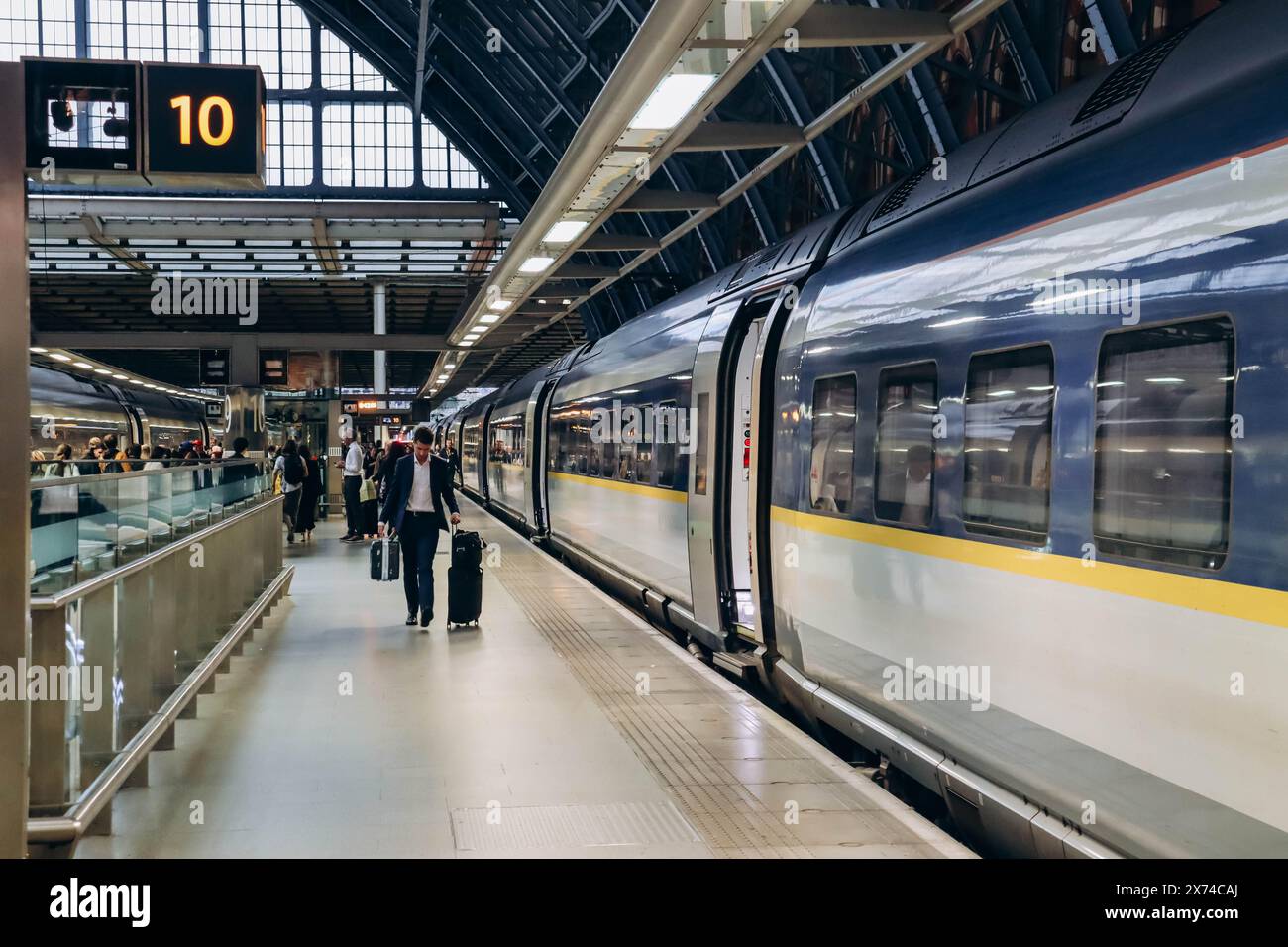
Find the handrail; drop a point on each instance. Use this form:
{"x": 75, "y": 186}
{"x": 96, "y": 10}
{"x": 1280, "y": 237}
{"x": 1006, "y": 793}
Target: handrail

——

When you repeat the material, keep every word exact and drop the pictures.

RESULT OF THE EXERCISE:
Find the handrail; drop a point on each instance. Use this form:
{"x": 75, "y": 186}
{"x": 96, "y": 10}
{"x": 1280, "y": 237}
{"x": 1006, "y": 793}
Target: handrail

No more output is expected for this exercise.